• TASK DETAILS:
Word-for-word reproduction, images excluded: copy every entry below.

• EXERCISE DATA:
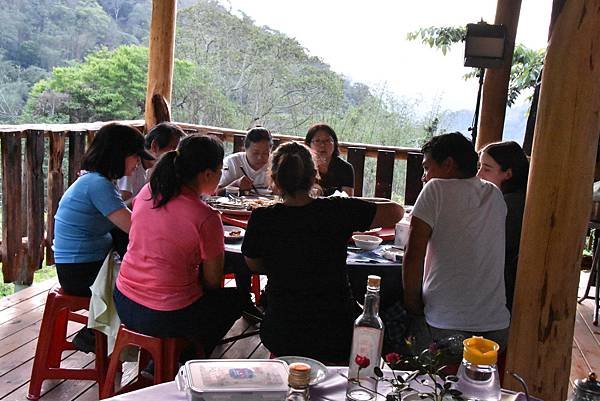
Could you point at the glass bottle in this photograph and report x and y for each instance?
(367, 340)
(298, 379)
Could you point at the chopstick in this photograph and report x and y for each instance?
(253, 187)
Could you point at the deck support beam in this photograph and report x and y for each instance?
(495, 83)
(161, 56)
(558, 204)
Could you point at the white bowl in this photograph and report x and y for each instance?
(366, 242)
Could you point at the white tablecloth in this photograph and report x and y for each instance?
(333, 388)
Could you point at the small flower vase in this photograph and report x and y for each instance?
(360, 390)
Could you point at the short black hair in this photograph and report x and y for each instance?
(510, 155)
(456, 146)
(312, 131)
(257, 134)
(163, 134)
(112, 144)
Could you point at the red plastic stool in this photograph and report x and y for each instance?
(59, 310)
(163, 351)
(254, 284)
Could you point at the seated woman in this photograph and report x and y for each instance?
(90, 209)
(162, 138)
(334, 172)
(248, 168)
(505, 164)
(300, 244)
(169, 281)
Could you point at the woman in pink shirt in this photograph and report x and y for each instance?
(169, 281)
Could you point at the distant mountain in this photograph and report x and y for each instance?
(514, 124)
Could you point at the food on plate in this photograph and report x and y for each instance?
(241, 203)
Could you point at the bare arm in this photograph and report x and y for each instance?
(121, 218)
(387, 214)
(212, 272)
(348, 190)
(412, 269)
(127, 197)
(255, 265)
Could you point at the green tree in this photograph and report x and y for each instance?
(526, 65)
(268, 75)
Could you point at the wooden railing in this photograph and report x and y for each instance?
(35, 160)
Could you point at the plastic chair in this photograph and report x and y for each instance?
(59, 310)
(163, 351)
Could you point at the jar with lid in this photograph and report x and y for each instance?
(587, 389)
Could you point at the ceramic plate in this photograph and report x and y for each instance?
(371, 231)
(233, 234)
(318, 371)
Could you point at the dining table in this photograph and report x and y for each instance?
(332, 388)
(360, 263)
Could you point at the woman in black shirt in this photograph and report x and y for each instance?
(505, 164)
(300, 244)
(334, 172)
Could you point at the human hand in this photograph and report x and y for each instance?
(244, 183)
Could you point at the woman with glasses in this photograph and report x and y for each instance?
(335, 173)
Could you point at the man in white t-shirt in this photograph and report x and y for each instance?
(453, 274)
(162, 138)
(246, 169)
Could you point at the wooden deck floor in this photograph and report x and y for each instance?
(21, 314)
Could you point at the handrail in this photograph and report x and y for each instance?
(227, 133)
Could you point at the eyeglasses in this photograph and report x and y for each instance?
(322, 141)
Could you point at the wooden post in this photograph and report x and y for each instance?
(56, 187)
(12, 248)
(161, 54)
(414, 177)
(384, 175)
(356, 157)
(35, 205)
(495, 84)
(558, 204)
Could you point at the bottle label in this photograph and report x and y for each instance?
(366, 341)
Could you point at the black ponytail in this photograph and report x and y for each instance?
(293, 168)
(195, 154)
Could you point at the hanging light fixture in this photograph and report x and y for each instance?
(485, 47)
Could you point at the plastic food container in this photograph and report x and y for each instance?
(234, 380)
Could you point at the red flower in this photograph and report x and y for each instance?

• WRITTEN ANSWER:
Could you point at the glass bottle in this photograph and report x and y for each instance?
(367, 340)
(298, 379)
Could you point at the chopstick in this photograph and report x and y for each instance?
(253, 187)
Could you point at the deck support beam in this photograph and report x and y for each instance?
(495, 83)
(161, 56)
(558, 204)
Could you point at the white bowl in this photograph and report x and y for each instance?
(366, 242)
Could you point at the white tablecloth in this photograph and report x and y for each instance?
(333, 388)
Could you point at the small flower vase in this photograph and report x and y for each instance?
(360, 390)
Could you point at the short black hair in this photograph and report x and y for each instance?
(510, 155)
(456, 146)
(312, 131)
(257, 134)
(163, 134)
(112, 144)
Could you point at the red plastic stool in this photograph and report x and y for each instance?
(59, 310)
(163, 351)
(254, 284)
Could you point at the seated woman in this photograph and report x and y for each instance?
(90, 209)
(162, 138)
(334, 172)
(248, 168)
(505, 164)
(300, 244)
(169, 281)
Could you point at the woman in pink shirt in this photograph and report x and y for each instance?
(169, 281)
Could you point at the distant mountain in this photograph and report x and y for each instance?
(514, 124)
Could you point at the food on plate in this photograph and report x and y for each instance?
(241, 203)
Could you point at the bare arm in this photograph and report x and y for each instance?
(121, 218)
(387, 214)
(212, 272)
(348, 190)
(412, 269)
(127, 197)
(255, 265)
Could you point at the green tree in this photograph and report x and y for each instance?
(526, 65)
(268, 75)
Could you point at the wooden railing in this photograph and report x and y for each instance?
(35, 160)
Could you point at the plastic chair in this photograph and report x and y for each instance?
(59, 310)
(163, 351)
Could you point at the jar with lid in this photograph and report x and y for each instance?
(587, 389)
Could you point at the ceramic plate in this photograph and report x and y for each instance?
(371, 231)
(233, 234)
(318, 371)
Could you point at the dining table in this photograph and report x and y for each instance?
(332, 388)
(360, 263)
Could you point at the woman in black shirt in this photograph and report x and y for each instance?
(505, 164)
(300, 244)
(334, 172)
Could you point at the human hand in this photograph and report x and y for each instance?
(244, 183)
Could you point at the woman with glasses in this photograph and report x and y for each instance?
(335, 173)
Could you point at the man in white t-shirt in this photograph and report x and y for each instance?
(453, 274)
(162, 138)
(246, 169)
Could you point at the wooden deck floor in this photograph and report x and y for each instance?
(21, 314)
Could you point at the handrail in this photograph and report x and y for each instance?
(227, 133)
Could you point at the eyeglasses in this photograph and report x and y for each instance?
(322, 141)
Could you point at the wooden post in this photograph and report x and y for each instance?
(56, 187)
(12, 248)
(161, 54)
(414, 177)
(384, 175)
(356, 157)
(35, 205)
(495, 84)
(558, 204)
Could you point at the bottle label in this photograph and report x and y for each instance?
(366, 341)
Could you point at the black ponytail in this photograph and report x and y for each instance?
(293, 168)
(195, 154)
Could you point at the hanging light fixture in this photograph and report x and y for each instance?
(485, 47)
Could you point at the plastic food container in this photograph and report x and y for each instance?
(234, 380)
Could you point at the red flower in this photograph and report x and y for each instance?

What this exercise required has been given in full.